The problem =
Pick out every line of the material below that contains the string "blue", treating uppercase and lowercase as distinct, and copy those lines.

Rows =
◇ ◇ ◇ ◇ ◇

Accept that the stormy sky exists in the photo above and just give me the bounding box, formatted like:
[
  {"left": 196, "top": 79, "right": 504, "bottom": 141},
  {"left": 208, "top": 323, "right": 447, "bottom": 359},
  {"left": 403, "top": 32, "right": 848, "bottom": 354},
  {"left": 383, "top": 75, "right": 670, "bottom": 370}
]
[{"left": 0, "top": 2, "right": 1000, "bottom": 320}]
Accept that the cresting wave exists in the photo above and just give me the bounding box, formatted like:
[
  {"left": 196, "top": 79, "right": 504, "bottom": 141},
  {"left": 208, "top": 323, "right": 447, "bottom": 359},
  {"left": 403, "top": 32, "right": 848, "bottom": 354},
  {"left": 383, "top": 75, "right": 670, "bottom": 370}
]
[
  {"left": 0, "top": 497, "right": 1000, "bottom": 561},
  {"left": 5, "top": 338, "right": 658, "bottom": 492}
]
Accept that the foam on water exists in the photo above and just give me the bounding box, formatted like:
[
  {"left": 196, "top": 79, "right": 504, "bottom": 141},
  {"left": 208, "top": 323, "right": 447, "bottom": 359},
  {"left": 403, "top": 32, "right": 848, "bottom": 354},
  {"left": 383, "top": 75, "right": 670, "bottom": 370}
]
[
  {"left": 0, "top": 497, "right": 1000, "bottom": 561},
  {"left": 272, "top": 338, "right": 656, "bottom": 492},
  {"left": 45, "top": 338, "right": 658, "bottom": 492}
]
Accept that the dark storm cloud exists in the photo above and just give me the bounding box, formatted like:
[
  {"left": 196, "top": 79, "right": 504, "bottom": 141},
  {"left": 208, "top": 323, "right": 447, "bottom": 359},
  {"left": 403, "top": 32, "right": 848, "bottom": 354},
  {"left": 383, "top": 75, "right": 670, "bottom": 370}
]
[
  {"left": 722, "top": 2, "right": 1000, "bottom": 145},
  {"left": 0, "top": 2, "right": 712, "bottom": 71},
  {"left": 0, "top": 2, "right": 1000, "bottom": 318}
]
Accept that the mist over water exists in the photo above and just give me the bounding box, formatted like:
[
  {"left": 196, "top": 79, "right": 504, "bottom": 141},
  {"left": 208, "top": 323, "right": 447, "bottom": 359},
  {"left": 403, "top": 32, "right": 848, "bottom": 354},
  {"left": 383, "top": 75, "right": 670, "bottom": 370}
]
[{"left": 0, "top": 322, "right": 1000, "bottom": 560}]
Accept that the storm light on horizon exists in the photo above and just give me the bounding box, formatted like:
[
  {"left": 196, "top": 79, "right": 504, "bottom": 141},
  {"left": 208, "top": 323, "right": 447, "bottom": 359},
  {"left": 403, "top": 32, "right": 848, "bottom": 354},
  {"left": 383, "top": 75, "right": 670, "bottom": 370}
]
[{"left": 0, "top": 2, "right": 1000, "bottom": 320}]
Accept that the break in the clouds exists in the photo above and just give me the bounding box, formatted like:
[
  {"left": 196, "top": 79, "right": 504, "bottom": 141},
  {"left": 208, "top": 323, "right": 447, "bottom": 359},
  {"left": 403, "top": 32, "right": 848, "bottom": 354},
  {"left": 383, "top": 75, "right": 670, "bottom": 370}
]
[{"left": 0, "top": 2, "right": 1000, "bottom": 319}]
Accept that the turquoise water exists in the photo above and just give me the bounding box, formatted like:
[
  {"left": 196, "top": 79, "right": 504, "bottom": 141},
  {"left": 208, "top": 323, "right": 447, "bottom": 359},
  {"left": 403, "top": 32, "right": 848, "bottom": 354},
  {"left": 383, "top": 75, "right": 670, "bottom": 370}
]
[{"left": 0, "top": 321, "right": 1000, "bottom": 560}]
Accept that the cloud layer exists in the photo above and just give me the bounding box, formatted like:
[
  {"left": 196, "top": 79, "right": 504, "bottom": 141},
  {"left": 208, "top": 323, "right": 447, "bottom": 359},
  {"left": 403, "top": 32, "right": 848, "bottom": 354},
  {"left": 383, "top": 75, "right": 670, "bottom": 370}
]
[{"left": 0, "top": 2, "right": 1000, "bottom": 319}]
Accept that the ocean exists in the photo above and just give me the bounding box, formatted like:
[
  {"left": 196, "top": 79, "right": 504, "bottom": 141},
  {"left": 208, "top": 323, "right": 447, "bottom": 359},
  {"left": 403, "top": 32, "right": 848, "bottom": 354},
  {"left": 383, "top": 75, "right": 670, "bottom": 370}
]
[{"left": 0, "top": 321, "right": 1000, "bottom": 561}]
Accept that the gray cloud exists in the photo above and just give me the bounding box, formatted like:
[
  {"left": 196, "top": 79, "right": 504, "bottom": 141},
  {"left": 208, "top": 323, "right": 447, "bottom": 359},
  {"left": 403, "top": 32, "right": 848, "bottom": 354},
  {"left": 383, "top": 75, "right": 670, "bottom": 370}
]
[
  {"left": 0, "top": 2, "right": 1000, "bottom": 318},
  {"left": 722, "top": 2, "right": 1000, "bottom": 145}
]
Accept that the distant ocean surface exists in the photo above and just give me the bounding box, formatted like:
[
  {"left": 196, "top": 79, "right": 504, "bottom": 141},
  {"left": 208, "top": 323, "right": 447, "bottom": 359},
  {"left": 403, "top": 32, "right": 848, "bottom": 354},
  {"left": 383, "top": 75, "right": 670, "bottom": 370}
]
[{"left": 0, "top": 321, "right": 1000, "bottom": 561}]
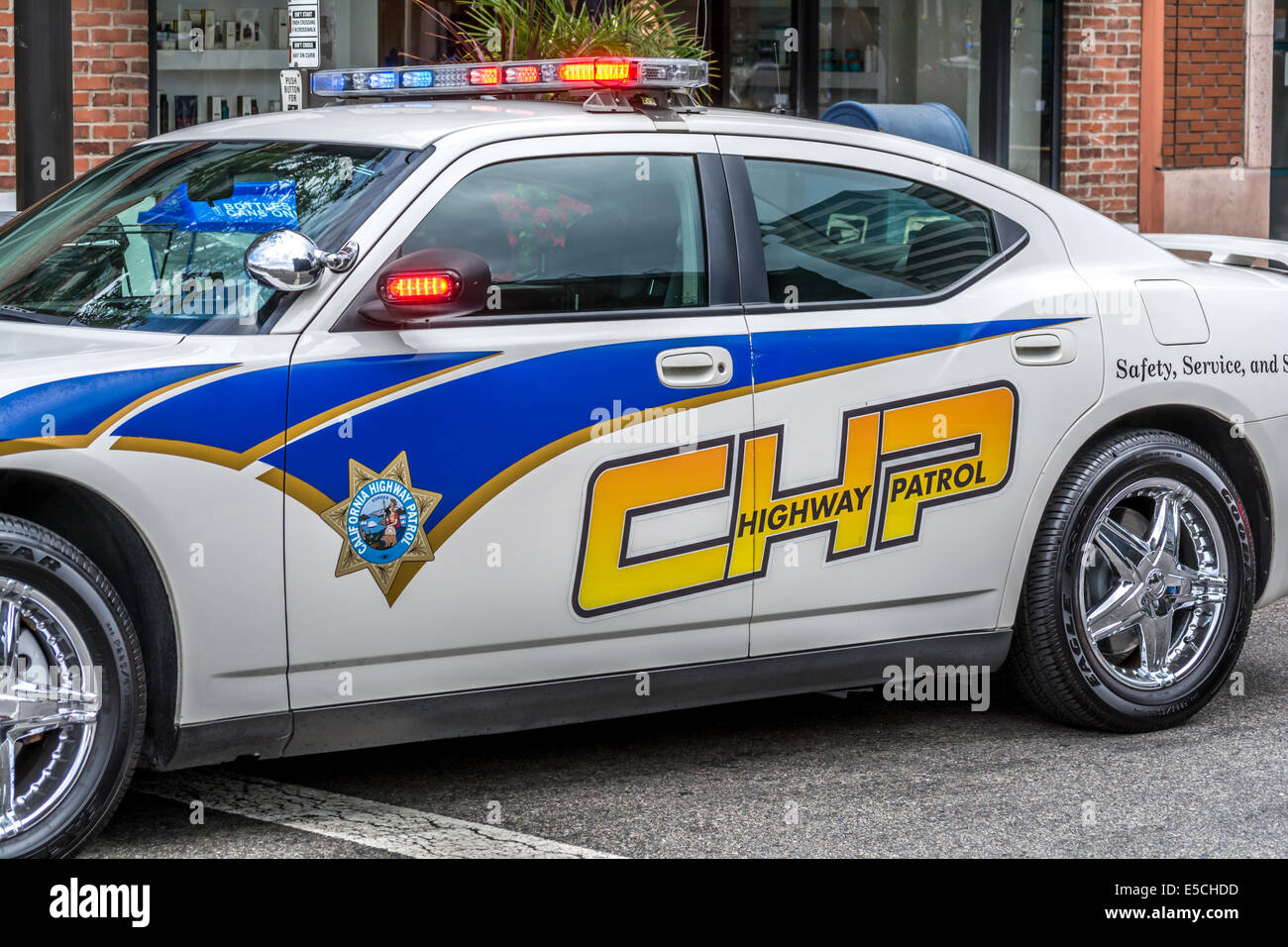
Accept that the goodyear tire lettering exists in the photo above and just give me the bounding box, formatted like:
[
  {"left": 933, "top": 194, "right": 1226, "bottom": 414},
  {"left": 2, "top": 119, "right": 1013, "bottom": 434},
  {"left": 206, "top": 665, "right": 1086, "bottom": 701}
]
[{"left": 572, "top": 381, "right": 1019, "bottom": 617}]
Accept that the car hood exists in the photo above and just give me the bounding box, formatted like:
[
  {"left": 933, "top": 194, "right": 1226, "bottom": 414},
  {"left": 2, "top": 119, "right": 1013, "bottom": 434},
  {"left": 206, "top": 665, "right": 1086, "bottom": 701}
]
[{"left": 0, "top": 322, "right": 185, "bottom": 442}]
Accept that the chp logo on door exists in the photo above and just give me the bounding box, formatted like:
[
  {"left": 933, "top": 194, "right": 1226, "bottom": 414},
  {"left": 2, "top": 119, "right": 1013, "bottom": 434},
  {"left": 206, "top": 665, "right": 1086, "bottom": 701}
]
[
  {"left": 322, "top": 451, "right": 443, "bottom": 595},
  {"left": 572, "top": 381, "right": 1019, "bottom": 618}
]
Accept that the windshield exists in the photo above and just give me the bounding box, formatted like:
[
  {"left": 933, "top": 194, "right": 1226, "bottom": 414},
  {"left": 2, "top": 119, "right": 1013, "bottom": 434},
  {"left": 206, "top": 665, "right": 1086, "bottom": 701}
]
[{"left": 0, "top": 142, "right": 412, "bottom": 334}]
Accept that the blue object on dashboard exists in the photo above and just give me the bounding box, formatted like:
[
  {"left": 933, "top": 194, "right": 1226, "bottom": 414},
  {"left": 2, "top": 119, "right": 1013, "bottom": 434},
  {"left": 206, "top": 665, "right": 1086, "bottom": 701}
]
[
  {"left": 139, "top": 180, "right": 300, "bottom": 233},
  {"left": 819, "top": 102, "right": 973, "bottom": 155}
]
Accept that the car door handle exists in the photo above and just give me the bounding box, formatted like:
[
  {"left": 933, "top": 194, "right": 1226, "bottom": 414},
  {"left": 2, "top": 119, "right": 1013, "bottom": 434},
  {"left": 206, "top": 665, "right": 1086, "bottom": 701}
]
[
  {"left": 1012, "top": 329, "right": 1078, "bottom": 365},
  {"left": 657, "top": 346, "right": 733, "bottom": 388}
]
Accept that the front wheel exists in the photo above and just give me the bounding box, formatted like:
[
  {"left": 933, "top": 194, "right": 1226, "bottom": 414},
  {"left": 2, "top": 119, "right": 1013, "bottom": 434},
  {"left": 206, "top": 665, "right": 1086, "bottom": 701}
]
[
  {"left": 1009, "top": 430, "right": 1256, "bottom": 732},
  {"left": 0, "top": 517, "right": 147, "bottom": 858}
]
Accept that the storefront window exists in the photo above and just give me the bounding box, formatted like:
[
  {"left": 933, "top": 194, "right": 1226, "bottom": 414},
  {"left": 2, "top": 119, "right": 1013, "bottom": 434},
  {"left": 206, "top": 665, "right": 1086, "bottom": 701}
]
[
  {"left": 1009, "top": 0, "right": 1056, "bottom": 180},
  {"left": 1270, "top": 0, "right": 1288, "bottom": 240},
  {"left": 726, "top": 0, "right": 800, "bottom": 112},
  {"left": 154, "top": 0, "right": 460, "bottom": 132},
  {"left": 818, "top": 0, "right": 980, "bottom": 153}
]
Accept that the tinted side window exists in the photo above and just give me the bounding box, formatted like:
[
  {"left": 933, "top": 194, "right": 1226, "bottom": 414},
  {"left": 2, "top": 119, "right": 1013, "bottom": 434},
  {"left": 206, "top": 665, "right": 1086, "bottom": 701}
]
[
  {"left": 403, "top": 155, "right": 707, "bottom": 314},
  {"left": 747, "top": 158, "right": 997, "bottom": 303}
]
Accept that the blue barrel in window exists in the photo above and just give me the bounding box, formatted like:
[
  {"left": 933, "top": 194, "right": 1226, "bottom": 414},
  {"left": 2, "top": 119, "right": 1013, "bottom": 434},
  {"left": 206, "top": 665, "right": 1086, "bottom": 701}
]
[{"left": 819, "top": 102, "right": 971, "bottom": 155}]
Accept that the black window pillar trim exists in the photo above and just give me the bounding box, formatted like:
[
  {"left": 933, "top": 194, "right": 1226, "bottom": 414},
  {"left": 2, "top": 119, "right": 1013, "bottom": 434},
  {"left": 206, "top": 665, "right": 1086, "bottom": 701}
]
[
  {"left": 721, "top": 155, "right": 769, "bottom": 305},
  {"left": 698, "top": 152, "right": 739, "bottom": 307}
]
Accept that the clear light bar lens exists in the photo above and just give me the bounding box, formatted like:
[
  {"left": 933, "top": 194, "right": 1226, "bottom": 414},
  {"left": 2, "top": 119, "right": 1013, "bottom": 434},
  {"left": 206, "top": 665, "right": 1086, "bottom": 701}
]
[
  {"left": 312, "top": 56, "right": 707, "bottom": 98},
  {"left": 402, "top": 69, "right": 434, "bottom": 89}
]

◇ ◇ ◇ ◇ ◇

Exercise output =
Accept that the blue object on dashboard exists in the photo above and just give me the bounding box, formatted like:
Accept that the blue barrel in window exists in the photo above and just give me the bounding box, formatted like:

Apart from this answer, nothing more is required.